- To do
1 > According to the article on Summer School, in what year was Mark Harmon named People's Sexiest Man Alive?
2 > Please put this sentence from the article on Summer School into Spanish: "Those people are wrong, of course, because he’s always going to be Freddy Shoop, a summer school teacher in over his head in 1987’s appropriately-titled Summer School."

- Extracted text
>> Start

The Most Important Lessons We Learned From Mr. Shoop In ‘Summer School’

According to some people, Mark Harmon is best known to his fans as Special Agent Leroy Jethro Gibbs on CBS’s hit drama series NCIS. Those people are wrong, of course, because he’s always going to be Freddy Shoop, a summer school teacher in over his head in 1987’s appropriately-titled Summer School. Harmon turns the ripe, young age of 63 today, and it’s clearer than ever that this man is in possession of a map that leads to the Fountain of Youth, because Harmon ages with grace, am I right, ladies? In fact, while it’s no wonder why this actor was named People’s Sexiest Man Alive in 1986, it is rather shocking that he never received that accolade again, specifically in 1987, when the most important work of his career was released.

The coke-fueled era of the 1980s in Hollywood was filled with more high school movies about slackers and smartasses than anyone actually needed, especially when it came to featuring students who looked like they were older than the teachers. Summer School was always perhaps the most underrated of the decade’s tributes to slackademics (trademark pending) because what it lacked in the typical star power of, say, a John Hughes film, it more than made up for in creating arguably the most creative collection of “teenage” dipshits than any film of the genre. At the same time, it showed that Harmon, who was probably best known at the time for his role as the HIV-positive Dr. Robert Caldwell on St. Elsewhere, had a strong sense of comedy, while also confirming (along with her debut on Cheers that same year) that Kirstie Alley was much, much more than just a really attractive Vulcan.

>> End

- Supplied material

>> Start

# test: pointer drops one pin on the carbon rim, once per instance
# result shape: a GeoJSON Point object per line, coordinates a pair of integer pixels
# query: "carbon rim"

>> End

- Solutions to each task
1 > 1986

2 > Esas personas están equivocadas, por supuesto, porque él siempre será Freddy Shoop, un maestro de escuela de verano desbordado por la situación en Summer School, la película de 1987 de título muy apropiado.